Metadata-Version: 2.1
Name: KeyExtractor
Version: 0.1.1.dev3
Summary: KeyExtractor performs keyword extraction for chinese documents with state-of-the-art transformer models.
Home-page: https://github.com/allenyummy/KeyExtractor.git
Author: Yu-Lun Chiang
Author-email: chiangyulun0914@gmail.com
License: UNKNOWN
Download-URL: https://github.com/allenyummy/KeyExtractor/archive/refs/tags/0.1.1.dev3.tar.gz
Platform: UNKNOWN
Classifier: Development Status :: 2 - Pre-Alpha
Classifier: Intended Audience :: Science/Research
Classifier: Intended Audience :: Developers
Classifier: Topic :: Software Development :: Build Tools
Classifier: Topic :: Scientific/Engineering :: Artificial Intelligence
Classifier: License :: OSI Approved :: MIT License
Classifier: Operating System :: Microsoft :: Windows
Classifier: Operating System :: Unix
Classifier: Operating System :: MacOS
Classifier: Programming Language :: Python :: 3.7
Classifier: Programming Language :: Python :: 3.8
Requires-Python: >=3.6
Description-Content-Type: text/markdown
Requires-Dist: torch (==1.7.1)
Requires-Dist: flair (==0.8.0post1)
Requires-Dist: transformers (==4.5.0)
Requires-Dist: ckip-transformers (==0.2.3)
Provides-Extra: spa
Requires-Dist: spacy (==3.0.6) ; extra == 'spa'
Requires-Dist: spacy-transformers (==1.0.2) ; extra == 'spa'
Provides-Extra: test
Requires-Dist: pytest (==6.2.3) ; extra == 'test'
Requires-Dist: pytest-mock (==3.5.1) ; extra == 'test'
Requires-Dist: pytest-cov (==2.11.1) ; extra == 'test'

[![PyPI - Python](https://img.shields.io/badge/python-3.6%20|%203.7%20|%203.8-blue.svg)](https://pypi.org/project/KeyExtractor/)
[![PyPI - License](https://img.shields.io/badge/license-MIT-green.svg)](https://github.com/allenyummy/KeyExtractor/blob/main/LICENSE)
[![PyPI - PyPi](https://img.shields.io/pypi/v/KeyExtractor)](https://pypi.org/project/KeyExtractor/)

++++++

## [练习目的]
紧接上面 KeyExtractor 软件包说明的最后一行，写出后续内容。

++++++

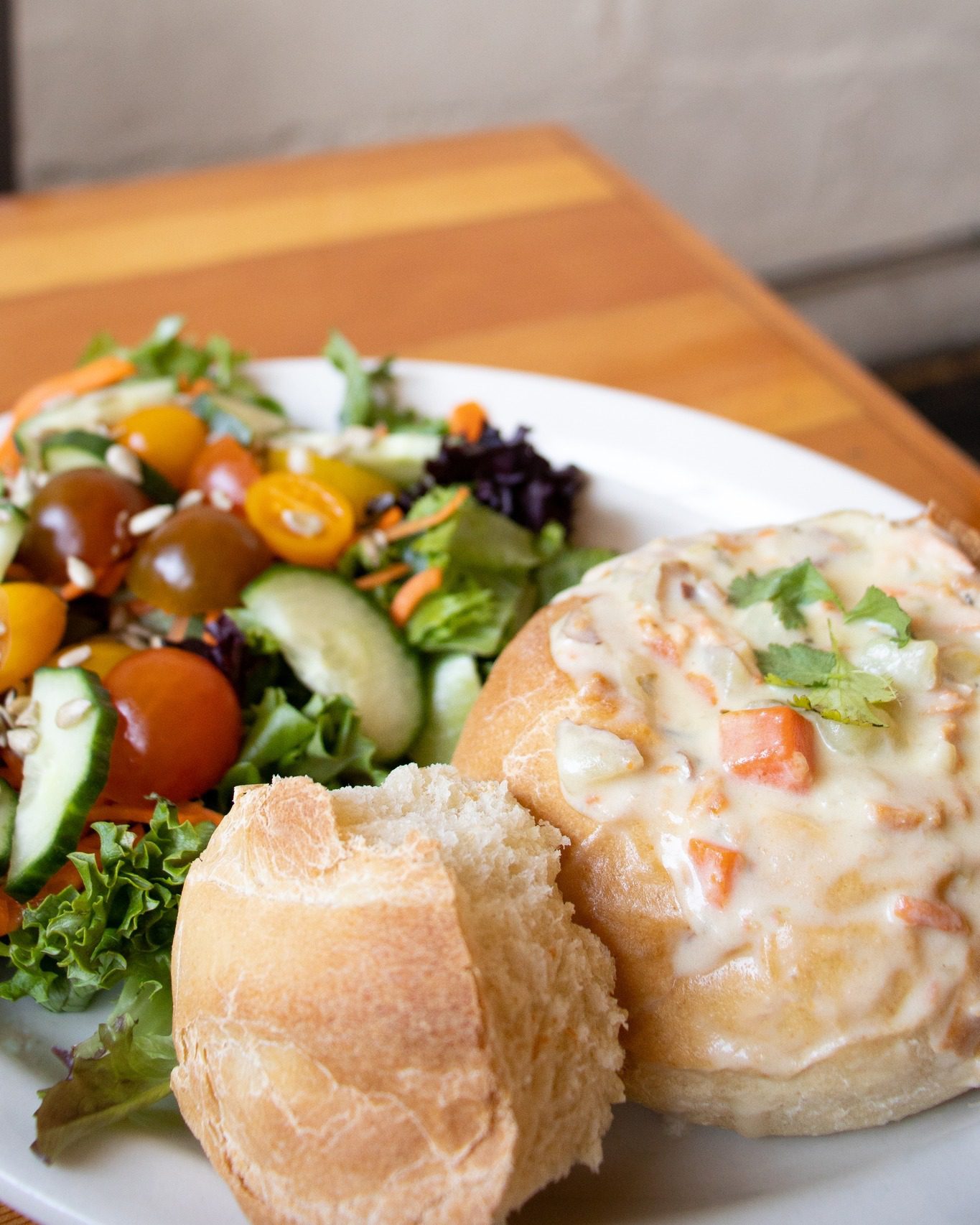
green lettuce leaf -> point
(371, 396)
(322, 740)
(834, 687)
(123, 1067)
(875, 605)
(168, 353)
(788, 590)
(75, 944)
(475, 538)
(475, 612)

++++++

## [答案]
<!-- [![Build](https://img.shields.io/github/workflow/status/MaartenGr/keyBERT/Code%20Checks/master)](https://pypi.org/project/keybert/) -->
<!-- [![Open In Colab](https://colab.research.google.com/assets/colab-badge.svg)](https://colab.research.google.com/drive/1OxpgwKqSzODtO3vS7Xe1nEmZMCAIMckX?usp=sharing) -->

# KeyExtractor
KeyExtractor 是一個十分簡單且好用的關鍵字詞抽取器，該模組透過 Transformer-based 模型，以零訓練的方式，抽取中文文件之關鍵字詞，無需標記資料與GPU資源即可操作。

KeyExtractor performs keyword extraction for chinese documents with state-of-the-art transformer models without training and labeled data.

<a name="toc"/></a>
## Table of Contents
* [About the Project](#about)
* [Getting Started](#gettingstarted)
    * [Installation](#installation)
    * [Example](#example)
    * [Basic Usage](#usage)
    * [Tokenizer](#tokenizer)
    * [Embeddings](#embeddings)
    * [Logger](#logger)

<a name="about"/></a>
## About
[Go Back](#toc)

在企業即將滿第一個年頭，感受到的文化與學術界差異甚大，比如說在中研院時，大家追求的是更好更完善的模型或演算法，為了能夠與經典論文上的模型或演算法較勁，大家無不使用相同、公開且乾淨的標記資料集，並實作自己的模型，跑出各種實驗數據，證明模型之間的優劣勝敗。有趣的是，彼此差距往往在不到 1% 之內，不難想像為何那麼難投稿上頂尖研討會了吧！

而在企業裡，每個案子有各自獨特的梳理邏輯，與其相應的資料集，而且多半是不完整且骯髒的資料，甚至，這些資料連標記都沒有，導致在導入 AI/NLP 技術時，路途困難重重，大概在清理資料階段、或是人工標記資料階段時就陣亡了，遑論使用最新穎的技術。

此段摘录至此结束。